**ИСХОДНЫЙ ТЕКСТ:**
• • • • •
Как уже отмечалось раньше, Уайлдер в процесс смыслообразования (в соответствии с гносеологией экзистенциализма, новых физиков) включает субъективность познающего, его изначальные установки в результат познавательного акта. В романе Цезарь иногда "видел" сартровское "Ничто": оно представляется не в виде пустоты или покоя – это открывшийся нам лик вселенского зла [1; 194] и ужас, который ты испытываешь при этом, невыразим – и тогда все устремления, действия превращаются в посмешище. Неуверенность в этом: не сон ли это видение?

Во время припадков "священной болезни" у Цезаря другое видение: ему кажется, что он постигает гармонию мира: "Меня наполняет невыразимое счастье и уверенность в своих силах…", но видения дают знания: "В эти последние недели я, однако, не во снах, а наяву видел тщету и крушение всего, во что верил… Но даже в своей безмерной горечи я не могу отвергнуть воспоминаний о былом блаженстве… поэтому дай-ка я откажусь от детской мысли, что одна из моих обязанностей – разгадать, наконец, в чем сущность жизни" [1; 194]. Цезарь отказывается от однозначного ответа: "жизнь наша обладает тем таинственным свойством, что мы не смеем сказать, хороша она или дурна, бессмысленна или упорядочена свыше. Но мы все это о ней говорили, тем самым, доказывая, что все это живет в нас самих… Жизнь не имеет другого смысла, кроме того, какой мы ей придаем" [1; 194–195]. Этот волюнтаризм, по Уайлдеру, возможен на антологическом уровне, допустим постольку, поскольку во вселенной, человеке – бездна не познанного, таинственного.
• • • • •
**ОПИСАНИЕ ЗАДАНИЯ:**
Ответьте на вопросы по фрагменту о романе Уайлдера.
1. Чем, а не пустотой или покоем, представляется сартровское "Ничто", которое иногда "видел" Цезарь?
2. Во время чего Цезарю кажется, что он постигает гармонию мира?
3. Какой смысл, по словам Цезаря, имеет жизнь?
• • • • •
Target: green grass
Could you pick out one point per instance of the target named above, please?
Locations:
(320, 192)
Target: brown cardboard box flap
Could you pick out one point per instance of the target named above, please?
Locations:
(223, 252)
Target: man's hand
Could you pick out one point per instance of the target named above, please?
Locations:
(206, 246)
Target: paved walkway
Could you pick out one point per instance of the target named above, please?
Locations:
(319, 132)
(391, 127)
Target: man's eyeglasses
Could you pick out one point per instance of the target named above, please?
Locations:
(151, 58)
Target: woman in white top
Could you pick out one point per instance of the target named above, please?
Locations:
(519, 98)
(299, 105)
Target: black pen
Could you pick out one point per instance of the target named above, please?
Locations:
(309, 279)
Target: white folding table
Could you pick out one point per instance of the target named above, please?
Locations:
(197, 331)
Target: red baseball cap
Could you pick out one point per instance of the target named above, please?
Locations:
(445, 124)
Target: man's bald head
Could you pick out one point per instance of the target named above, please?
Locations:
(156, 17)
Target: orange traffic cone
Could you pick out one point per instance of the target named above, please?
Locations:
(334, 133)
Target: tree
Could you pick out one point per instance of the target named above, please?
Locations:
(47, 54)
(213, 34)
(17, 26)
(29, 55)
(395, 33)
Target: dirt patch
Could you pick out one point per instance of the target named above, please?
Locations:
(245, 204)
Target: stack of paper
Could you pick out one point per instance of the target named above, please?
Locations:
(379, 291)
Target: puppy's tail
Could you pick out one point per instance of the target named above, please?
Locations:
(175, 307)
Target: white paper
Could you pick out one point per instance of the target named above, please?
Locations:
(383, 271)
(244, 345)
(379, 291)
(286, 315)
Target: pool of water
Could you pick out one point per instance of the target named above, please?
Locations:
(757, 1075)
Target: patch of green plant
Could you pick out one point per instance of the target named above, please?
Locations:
• • • • •
**ОТВЕТ НА ЗАДАНИЕ:**
1. Открывшимся нам ликом вселенского зла.
2. Во время припадков "священной болезни".
3. Жизнь не имеет другого смысла, кроме того, какой мы ей придаем.